* [Given instruction]: Recast the rows below as a two-column Markdown table headed Index and Line. Give each non-blank line its own table row with its sequence number, and omit blank lines.

* [Entries]:
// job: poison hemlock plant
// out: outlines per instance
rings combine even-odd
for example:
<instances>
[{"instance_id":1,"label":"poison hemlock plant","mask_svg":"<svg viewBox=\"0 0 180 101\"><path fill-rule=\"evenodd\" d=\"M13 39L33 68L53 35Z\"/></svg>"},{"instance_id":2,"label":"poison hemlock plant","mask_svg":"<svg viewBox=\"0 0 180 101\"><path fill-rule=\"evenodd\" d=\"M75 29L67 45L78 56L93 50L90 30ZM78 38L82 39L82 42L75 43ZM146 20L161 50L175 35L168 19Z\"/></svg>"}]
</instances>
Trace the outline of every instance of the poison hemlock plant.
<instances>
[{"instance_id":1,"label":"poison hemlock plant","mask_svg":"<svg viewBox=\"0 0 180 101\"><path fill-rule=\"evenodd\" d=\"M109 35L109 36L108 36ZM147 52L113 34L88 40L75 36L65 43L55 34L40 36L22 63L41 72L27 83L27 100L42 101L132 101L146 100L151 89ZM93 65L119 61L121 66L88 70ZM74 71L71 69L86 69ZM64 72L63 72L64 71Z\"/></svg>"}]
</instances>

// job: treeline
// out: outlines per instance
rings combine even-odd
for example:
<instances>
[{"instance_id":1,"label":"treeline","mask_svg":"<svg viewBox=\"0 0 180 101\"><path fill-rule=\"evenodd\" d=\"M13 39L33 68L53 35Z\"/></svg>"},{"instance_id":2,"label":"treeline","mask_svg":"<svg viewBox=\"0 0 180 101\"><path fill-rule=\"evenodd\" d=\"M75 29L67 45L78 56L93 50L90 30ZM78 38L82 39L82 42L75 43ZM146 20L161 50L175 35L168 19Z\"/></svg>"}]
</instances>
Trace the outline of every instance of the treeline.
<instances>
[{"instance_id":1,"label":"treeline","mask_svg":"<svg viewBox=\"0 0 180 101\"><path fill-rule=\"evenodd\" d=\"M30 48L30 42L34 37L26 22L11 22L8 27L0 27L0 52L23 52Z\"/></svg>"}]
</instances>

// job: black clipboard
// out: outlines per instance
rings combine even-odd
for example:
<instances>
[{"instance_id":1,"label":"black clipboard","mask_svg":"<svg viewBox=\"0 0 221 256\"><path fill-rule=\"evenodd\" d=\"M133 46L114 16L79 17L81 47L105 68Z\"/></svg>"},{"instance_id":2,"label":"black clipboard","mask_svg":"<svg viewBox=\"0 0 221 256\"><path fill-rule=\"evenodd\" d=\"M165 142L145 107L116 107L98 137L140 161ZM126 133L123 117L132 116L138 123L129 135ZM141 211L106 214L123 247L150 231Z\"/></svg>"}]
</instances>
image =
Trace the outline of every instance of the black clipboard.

* [Correct answer]:
| Index | Line |
|---|---|
| 1 | // job: poison hemlock plant |
| 2 | // out: outlines per instance |
| 3 | rings combine even-odd |
| 4 | for example: |
| 5 | <instances> |
| 6 | [{"instance_id":1,"label":"poison hemlock plant","mask_svg":"<svg viewBox=\"0 0 180 101\"><path fill-rule=\"evenodd\" d=\"M13 39L33 68L53 35Z\"/></svg>"},{"instance_id":2,"label":"poison hemlock plant","mask_svg":"<svg viewBox=\"0 0 180 101\"><path fill-rule=\"evenodd\" d=\"M75 29L67 45L78 56L93 50L90 30ZM78 38L82 39L82 42L75 43ZM146 20L161 50L175 35L168 19Z\"/></svg>"}] |
| 7 | </instances> |
| 8 | Trace the outline of every instance of the poison hemlock plant. |
| 9 | <instances> |
| 10 | [{"instance_id":1,"label":"poison hemlock plant","mask_svg":"<svg viewBox=\"0 0 180 101\"><path fill-rule=\"evenodd\" d=\"M109 35L109 36L108 36ZM147 52L113 34L88 40L75 36L65 43L55 34L40 36L22 63L41 72L27 83L27 100L42 101L132 101L146 100L151 89ZM93 65L119 61L121 66L88 70ZM74 71L71 69L86 69ZM64 72L63 72L64 71Z\"/></svg>"}] |
| 11 | </instances> |
| 12 | // job: treeline |
| 13 | // out: outlines per instance |
| 14 | rings combine even-odd |
| 15 | for example: |
| 16 | <instances> |
| 17 | [{"instance_id":1,"label":"treeline","mask_svg":"<svg viewBox=\"0 0 180 101\"><path fill-rule=\"evenodd\" d=\"M13 39L33 68L53 35Z\"/></svg>"},{"instance_id":2,"label":"treeline","mask_svg":"<svg viewBox=\"0 0 180 101\"><path fill-rule=\"evenodd\" d=\"M75 29L67 45L78 56L93 50L90 30ZM78 38L82 39L82 42L75 43ZM146 20L161 50L175 35L168 19Z\"/></svg>"}] |
| 18 | </instances> |
| 19 | Trace the outline of every instance of the treeline. |
| 20 | <instances> |
| 21 | [{"instance_id":1,"label":"treeline","mask_svg":"<svg viewBox=\"0 0 180 101\"><path fill-rule=\"evenodd\" d=\"M30 48L30 42L34 37L26 22L11 22L8 27L0 27L0 52L23 52Z\"/></svg>"}] |
| 22 | </instances> |
| 23 | // job: black clipboard |
| 24 | // out: outlines per instance |
| 25 | rings combine even-odd |
| 26 | for example: |
| 27 | <instances> |
| 28 | [{"instance_id":1,"label":"black clipboard","mask_svg":"<svg viewBox=\"0 0 221 256\"><path fill-rule=\"evenodd\" d=\"M133 46L114 16L79 17L81 47L105 68Z\"/></svg>"},{"instance_id":2,"label":"black clipboard","mask_svg":"<svg viewBox=\"0 0 221 256\"><path fill-rule=\"evenodd\" d=\"M165 142L145 107L116 107L98 137L140 161ZM126 133L123 117L132 116L138 123L129 135ZM141 211L106 214L123 247L150 231Z\"/></svg>"}] |
| 29 | </instances> |
| 30 | image = |
| 31 | Trace the outline of every instance of the black clipboard. |